»»
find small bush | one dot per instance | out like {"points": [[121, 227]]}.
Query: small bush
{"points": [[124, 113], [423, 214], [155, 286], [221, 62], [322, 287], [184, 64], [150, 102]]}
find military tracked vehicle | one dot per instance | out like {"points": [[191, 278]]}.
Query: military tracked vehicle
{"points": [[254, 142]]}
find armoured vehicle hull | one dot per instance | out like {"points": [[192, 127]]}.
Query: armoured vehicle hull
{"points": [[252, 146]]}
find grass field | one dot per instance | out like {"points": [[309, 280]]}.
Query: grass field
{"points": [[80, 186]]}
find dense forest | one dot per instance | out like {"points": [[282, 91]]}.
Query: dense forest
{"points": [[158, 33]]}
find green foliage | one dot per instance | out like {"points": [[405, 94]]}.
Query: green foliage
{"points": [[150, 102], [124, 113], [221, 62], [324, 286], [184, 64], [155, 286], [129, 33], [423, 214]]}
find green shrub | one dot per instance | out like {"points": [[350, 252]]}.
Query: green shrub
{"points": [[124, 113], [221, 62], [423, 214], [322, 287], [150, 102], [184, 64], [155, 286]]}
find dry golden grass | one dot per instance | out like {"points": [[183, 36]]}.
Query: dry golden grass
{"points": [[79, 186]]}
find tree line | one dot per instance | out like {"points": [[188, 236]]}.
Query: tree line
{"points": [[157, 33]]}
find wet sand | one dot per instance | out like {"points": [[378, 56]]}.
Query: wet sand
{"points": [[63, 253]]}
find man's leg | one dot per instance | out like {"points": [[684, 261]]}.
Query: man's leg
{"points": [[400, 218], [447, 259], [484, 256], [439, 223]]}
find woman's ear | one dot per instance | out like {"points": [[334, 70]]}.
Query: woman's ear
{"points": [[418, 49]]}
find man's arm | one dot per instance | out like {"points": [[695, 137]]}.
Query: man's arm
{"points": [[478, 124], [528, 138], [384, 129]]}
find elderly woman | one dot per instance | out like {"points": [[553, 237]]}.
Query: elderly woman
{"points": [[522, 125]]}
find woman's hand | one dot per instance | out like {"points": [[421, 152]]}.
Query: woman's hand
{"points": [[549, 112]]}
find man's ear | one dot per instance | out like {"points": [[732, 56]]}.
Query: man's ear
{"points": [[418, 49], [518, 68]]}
««
* Exercise requirements *
Would you please reproduce all of the lines above exactly?

* Written answer *
find small bush | one dot per instance | out like {"points": [[121, 227]]}.
Query: small bush
{"points": [[124, 113], [423, 214], [155, 286], [221, 62], [322, 287], [184, 64], [150, 102]]}
find military tracked vehicle | one dot per instance | out like {"points": [[191, 278]]}.
Query: military tracked vehicle
{"points": [[254, 142]]}
find armoured vehicle hull | one dot per instance | out like {"points": [[192, 127]]}.
Query: armoured vehicle hull
{"points": [[252, 146]]}
find grass field | one dot per instance | out like {"points": [[309, 280]]}.
Query: grass field
{"points": [[80, 186]]}
find dense forest | one dot per instance | out like {"points": [[282, 91]]}.
Query: dense forest
{"points": [[158, 33]]}
find green foliage | one dot per instance | out like {"points": [[405, 94]]}.
Query: green foliage
{"points": [[150, 102], [124, 113], [221, 62], [324, 286], [184, 64], [155, 286], [129, 33], [423, 214]]}
find green shrub | one dot per instance | out like {"points": [[350, 252]]}.
Query: green shrub
{"points": [[124, 113], [221, 62], [423, 214], [322, 287], [150, 102], [184, 64], [155, 286]]}
find dry golden grass | one dot per instance | out like {"points": [[183, 36]]}.
Query: dry golden grass
{"points": [[79, 186]]}
find tree line | one dot per instance | out like {"points": [[188, 236]]}.
Query: tree line
{"points": [[157, 33]]}
find wet sand | one dot per instance | out like {"points": [[378, 56]]}.
Query: wet sand
{"points": [[63, 253]]}
find man's leg | one dot per instance | out like {"points": [[684, 261]]}.
Query: man's leg
{"points": [[400, 218], [447, 259], [484, 256], [439, 223]]}
find woman's ear | one dot per instance | out like {"points": [[334, 70]]}.
Query: woman's ear
{"points": [[418, 49]]}
find man's arm | one dot per instance | out like {"points": [[695, 137]]}.
Query: man's arm
{"points": [[478, 124], [528, 138], [384, 129]]}
find elderly woman | one dot per instance | out like {"points": [[553, 237]]}.
Query: elderly woman
{"points": [[522, 125]]}
find woman's hand | one dot per instance | out like {"points": [[421, 152]]}.
Query: woman's hand
{"points": [[549, 112]]}
find man's ear | one dot per instance | out like {"points": [[732, 56]]}.
Query: man's ear
{"points": [[418, 49], [518, 68]]}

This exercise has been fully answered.